== Directions ==
Copy the records from the start through the line containing "[[1337, 888], [1333, 12], [0, 4], [0, 880]]", swapping "ocean" for "sea" and leaving everything else unchanged.

== Stored rows ==
◆ ◆ ◆
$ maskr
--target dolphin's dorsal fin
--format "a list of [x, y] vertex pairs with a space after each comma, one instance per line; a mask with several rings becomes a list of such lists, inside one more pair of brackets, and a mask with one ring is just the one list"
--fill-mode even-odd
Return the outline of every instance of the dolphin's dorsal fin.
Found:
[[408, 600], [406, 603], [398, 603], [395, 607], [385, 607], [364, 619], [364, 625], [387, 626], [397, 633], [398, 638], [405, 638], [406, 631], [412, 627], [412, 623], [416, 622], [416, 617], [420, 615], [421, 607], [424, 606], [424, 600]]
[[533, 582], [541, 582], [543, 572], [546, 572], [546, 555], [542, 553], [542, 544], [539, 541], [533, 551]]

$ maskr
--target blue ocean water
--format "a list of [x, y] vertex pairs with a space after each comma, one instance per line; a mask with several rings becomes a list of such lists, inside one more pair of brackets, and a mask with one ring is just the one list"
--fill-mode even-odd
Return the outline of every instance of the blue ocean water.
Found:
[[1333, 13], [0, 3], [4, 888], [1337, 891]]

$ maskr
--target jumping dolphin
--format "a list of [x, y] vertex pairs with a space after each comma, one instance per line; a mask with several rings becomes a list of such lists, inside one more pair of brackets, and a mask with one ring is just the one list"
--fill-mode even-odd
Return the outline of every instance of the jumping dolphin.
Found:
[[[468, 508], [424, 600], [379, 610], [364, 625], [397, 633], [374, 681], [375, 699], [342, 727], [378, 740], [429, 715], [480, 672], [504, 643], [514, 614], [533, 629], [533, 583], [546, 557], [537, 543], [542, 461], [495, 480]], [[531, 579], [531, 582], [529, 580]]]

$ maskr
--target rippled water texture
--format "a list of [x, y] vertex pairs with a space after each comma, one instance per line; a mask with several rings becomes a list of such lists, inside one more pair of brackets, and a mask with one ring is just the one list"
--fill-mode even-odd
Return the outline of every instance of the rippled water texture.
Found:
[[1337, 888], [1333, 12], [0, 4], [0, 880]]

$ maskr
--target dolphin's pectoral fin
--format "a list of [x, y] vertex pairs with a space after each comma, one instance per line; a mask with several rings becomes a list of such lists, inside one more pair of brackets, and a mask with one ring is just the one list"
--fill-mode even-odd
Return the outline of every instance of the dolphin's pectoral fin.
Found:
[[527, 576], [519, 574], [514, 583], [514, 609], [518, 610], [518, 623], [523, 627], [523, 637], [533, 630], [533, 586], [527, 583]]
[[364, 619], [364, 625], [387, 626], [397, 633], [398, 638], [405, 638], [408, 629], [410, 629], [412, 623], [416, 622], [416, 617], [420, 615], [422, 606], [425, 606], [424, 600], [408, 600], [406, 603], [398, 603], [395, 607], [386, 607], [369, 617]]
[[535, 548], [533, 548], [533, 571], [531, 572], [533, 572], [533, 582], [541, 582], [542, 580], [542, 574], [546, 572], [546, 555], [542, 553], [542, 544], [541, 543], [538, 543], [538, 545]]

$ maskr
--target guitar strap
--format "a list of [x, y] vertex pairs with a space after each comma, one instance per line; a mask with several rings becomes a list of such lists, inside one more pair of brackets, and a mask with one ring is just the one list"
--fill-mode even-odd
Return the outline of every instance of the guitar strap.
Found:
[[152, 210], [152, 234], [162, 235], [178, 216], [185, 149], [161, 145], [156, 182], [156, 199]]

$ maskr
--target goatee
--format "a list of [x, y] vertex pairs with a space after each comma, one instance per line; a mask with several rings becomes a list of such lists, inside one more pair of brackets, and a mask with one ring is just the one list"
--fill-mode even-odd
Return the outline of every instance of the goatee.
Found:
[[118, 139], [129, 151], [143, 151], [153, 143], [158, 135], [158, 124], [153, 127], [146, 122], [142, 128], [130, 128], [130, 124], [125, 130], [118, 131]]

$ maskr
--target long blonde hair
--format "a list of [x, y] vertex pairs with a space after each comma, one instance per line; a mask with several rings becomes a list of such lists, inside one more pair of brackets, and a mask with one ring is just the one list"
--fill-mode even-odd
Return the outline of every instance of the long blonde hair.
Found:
◆ ◆ ◆
== Finished answer ==
$ maskr
--target dolphin's dorsal fin
--format "a list of [x, y] vertex pairs with a space after each comma, one instance per line; a mask with several rings becomes a list of such lists, inside one more pair of brackets, and a mask with one ring is just the one list"
--fill-mode even-odd
Return the outline of every instance of the dolphin's dorsal fin.
Found:
[[408, 600], [406, 603], [398, 603], [395, 607], [385, 607], [364, 619], [364, 625], [387, 626], [397, 633], [398, 638], [405, 638], [406, 631], [412, 627], [412, 623], [416, 622], [416, 617], [420, 615], [421, 607], [424, 606], [424, 600]]
[[533, 582], [541, 582], [543, 572], [546, 572], [546, 555], [542, 553], [542, 544], [539, 541], [533, 551]]

$ maskr
--target blue sea water
--format "a list of [x, y] vertex pairs with a space after each comma, one instance per line; a mask with several rings becomes a list of such lists, inside one more pair of brackets, and a mask with one ring is just the one list"
--fill-mode even-odd
Return the outline of every instance of the blue sea water.
Found:
[[1333, 13], [0, 3], [4, 888], [1337, 891]]

$ maskr
--target jumping dolphin
--format "a list of [x, y] vertex pairs with a space after each comma, one instance per line; a mask with several rings becomes a list of such lists, inside one more pair of brackets, and a mask with one ring is just the one list"
--fill-mode even-odd
Return the outline of every instance of the jumping dolphin.
Found:
[[[468, 508], [424, 600], [379, 610], [364, 625], [397, 633], [374, 681], [375, 699], [342, 727], [378, 740], [429, 715], [480, 672], [504, 643], [514, 614], [533, 629], [533, 583], [546, 557], [537, 543], [542, 461], [495, 480]], [[531, 579], [531, 582], [529, 580]]]

$ maskr
--target rippled water texture
--format "a list of [x, y] vertex pairs with a space after each comma, one instance per line; a mask with several rings becomes a list of such lists, inside one more pair of brackets, and a mask with one ring is just the one list"
--fill-mode even-odd
Return the outline of every instance of the rippled water texture.
Found:
[[1337, 888], [1333, 12], [0, 4], [0, 880]]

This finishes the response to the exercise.